### INSTRUCTIONS FOR THE TASK
Rescale the data starting at the line containing "Dataset: internal_v3 | class: wood cabinet" and ending at the line containing "xmin=131 ymin=285 xmax=239 ymax=424", both included, and output only those lines, requests and sample reply format unchanged. Multiply every box coordinate in the answers by 1.35 and round to whole numbers, with halves rounded up.

(Extracted data entries)
○ ○ ○ ○ ○

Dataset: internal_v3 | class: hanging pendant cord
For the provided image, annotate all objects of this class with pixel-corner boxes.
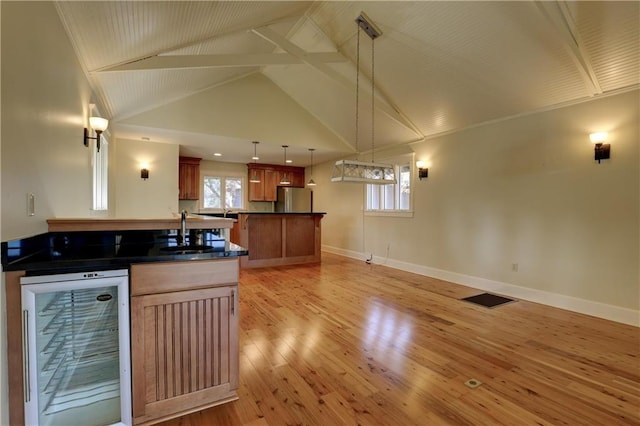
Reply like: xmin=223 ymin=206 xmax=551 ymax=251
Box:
xmin=356 ymin=26 xmax=360 ymax=156
xmin=371 ymin=38 xmax=376 ymax=163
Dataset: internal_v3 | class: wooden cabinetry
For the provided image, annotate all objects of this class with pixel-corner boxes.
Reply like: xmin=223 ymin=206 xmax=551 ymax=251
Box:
xmin=238 ymin=213 xmax=324 ymax=268
xmin=131 ymin=258 xmax=239 ymax=425
xmin=247 ymin=163 xmax=305 ymax=201
xmin=178 ymin=157 xmax=200 ymax=200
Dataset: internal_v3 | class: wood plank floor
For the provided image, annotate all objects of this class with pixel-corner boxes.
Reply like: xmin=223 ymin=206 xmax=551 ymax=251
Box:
xmin=163 ymin=253 xmax=640 ymax=426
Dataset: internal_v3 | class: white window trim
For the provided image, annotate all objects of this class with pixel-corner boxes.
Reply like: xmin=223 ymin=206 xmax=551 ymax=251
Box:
xmin=90 ymin=130 xmax=110 ymax=212
xmin=363 ymin=154 xmax=417 ymax=218
xmin=198 ymin=171 xmax=249 ymax=213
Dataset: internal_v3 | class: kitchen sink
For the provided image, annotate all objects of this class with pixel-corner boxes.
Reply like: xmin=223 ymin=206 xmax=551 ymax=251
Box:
xmin=160 ymin=246 xmax=213 ymax=254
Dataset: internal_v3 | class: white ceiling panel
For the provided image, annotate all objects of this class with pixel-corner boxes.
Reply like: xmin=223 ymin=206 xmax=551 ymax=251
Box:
xmin=56 ymin=1 xmax=640 ymax=164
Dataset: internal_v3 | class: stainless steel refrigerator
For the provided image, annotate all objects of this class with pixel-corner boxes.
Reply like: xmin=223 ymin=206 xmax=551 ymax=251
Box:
xmin=275 ymin=186 xmax=313 ymax=213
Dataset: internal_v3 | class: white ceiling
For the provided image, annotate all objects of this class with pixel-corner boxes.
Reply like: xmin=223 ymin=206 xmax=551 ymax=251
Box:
xmin=56 ymin=1 xmax=640 ymax=165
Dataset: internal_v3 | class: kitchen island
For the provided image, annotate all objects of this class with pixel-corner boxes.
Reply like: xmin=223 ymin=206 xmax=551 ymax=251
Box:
xmin=238 ymin=212 xmax=325 ymax=268
xmin=2 ymin=218 xmax=247 ymax=425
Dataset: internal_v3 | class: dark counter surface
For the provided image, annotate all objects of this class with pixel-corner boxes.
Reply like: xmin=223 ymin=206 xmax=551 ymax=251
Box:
xmin=1 ymin=230 xmax=248 ymax=275
xmin=194 ymin=212 xmax=327 ymax=219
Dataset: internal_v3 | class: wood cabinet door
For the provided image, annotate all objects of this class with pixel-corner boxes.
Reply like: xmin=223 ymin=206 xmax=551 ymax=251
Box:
xmin=290 ymin=171 xmax=305 ymax=188
xmin=249 ymin=169 xmax=265 ymax=201
xmin=264 ymin=169 xmax=280 ymax=201
xmin=131 ymin=285 xmax=239 ymax=424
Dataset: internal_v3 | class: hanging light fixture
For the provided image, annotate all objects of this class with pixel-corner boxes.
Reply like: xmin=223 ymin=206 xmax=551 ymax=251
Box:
xmin=249 ymin=141 xmax=260 ymax=183
xmin=307 ymin=148 xmax=316 ymax=186
xmin=280 ymin=145 xmax=291 ymax=185
xmin=331 ymin=12 xmax=396 ymax=185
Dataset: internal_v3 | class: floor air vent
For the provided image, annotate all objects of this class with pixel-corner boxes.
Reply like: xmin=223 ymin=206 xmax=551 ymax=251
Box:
xmin=460 ymin=293 xmax=515 ymax=308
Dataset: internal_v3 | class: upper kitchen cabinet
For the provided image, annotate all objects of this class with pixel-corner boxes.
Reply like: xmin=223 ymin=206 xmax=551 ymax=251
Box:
xmin=178 ymin=157 xmax=200 ymax=200
xmin=247 ymin=163 xmax=305 ymax=201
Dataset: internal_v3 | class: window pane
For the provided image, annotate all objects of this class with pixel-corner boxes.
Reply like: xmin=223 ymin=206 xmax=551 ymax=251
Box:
xmin=224 ymin=177 xmax=243 ymax=209
xmin=204 ymin=176 xmax=222 ymax=209
xmin=91 ymin=135 xmax=109 ymax=210
xmin=382 ymin=184 xmax=396 ymax=210
xmin=367 ymin=184 xmax=380 ymax=210
xmin=398 ymin=164 xmax=411 ymax=210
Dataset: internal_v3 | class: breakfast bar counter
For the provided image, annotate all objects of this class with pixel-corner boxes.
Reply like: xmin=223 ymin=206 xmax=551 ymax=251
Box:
xmin=238 ymin=212 xmax=325 ymax=268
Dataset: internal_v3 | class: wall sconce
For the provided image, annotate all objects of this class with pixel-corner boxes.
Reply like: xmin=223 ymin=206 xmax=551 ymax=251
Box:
xmin=416 ymin=160 xmax=429 ymax=180
xmin=589 ymin=132 xmax=611 ymax=164
xmin=84 ymin=117 xmax=109 ymax=152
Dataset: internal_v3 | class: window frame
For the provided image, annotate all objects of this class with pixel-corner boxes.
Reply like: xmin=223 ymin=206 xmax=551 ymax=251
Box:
xmin=199 ymin=172 xmax=248 ymax=213
xmin=364 ymin=155 xmax=416 ymax=217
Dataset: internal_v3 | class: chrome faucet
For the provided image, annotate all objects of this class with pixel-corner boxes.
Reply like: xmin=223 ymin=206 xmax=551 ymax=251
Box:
xmin=178 ymin=210 xmax=187 ymax=246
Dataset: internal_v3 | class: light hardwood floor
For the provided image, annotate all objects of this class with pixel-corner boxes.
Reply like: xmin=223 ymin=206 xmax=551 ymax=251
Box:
xmin=158 ymin=253 xmax=640 ymax=426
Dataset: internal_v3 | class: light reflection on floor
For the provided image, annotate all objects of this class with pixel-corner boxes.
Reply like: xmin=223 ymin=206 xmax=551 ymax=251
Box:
xmin=364 ymin=302 xmax=413 ymax=372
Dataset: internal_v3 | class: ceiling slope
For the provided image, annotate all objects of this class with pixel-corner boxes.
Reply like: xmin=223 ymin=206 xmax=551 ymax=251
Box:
xmin=56 ymin=1 xmax=640 ymax=165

○ ○ ○ ○ ○

### EXERCISE RESPONSE
Dataset: internal_v3 | class: wood cabinet door
For the provided image, annotate all objects of this class with pixel-corner boxes.
Reply like: xmin=223 ymin=206 xmax=551 ymax=251
Box:
xmin=392 ymin=231 xmax=412 ymax=254
xmin=336 ymin=228 xmax=358 ymax=271
xmin=356 ymin=228 xmax=378 ymax=271
xmin=177 ymin=385 xmax=323 ymax=572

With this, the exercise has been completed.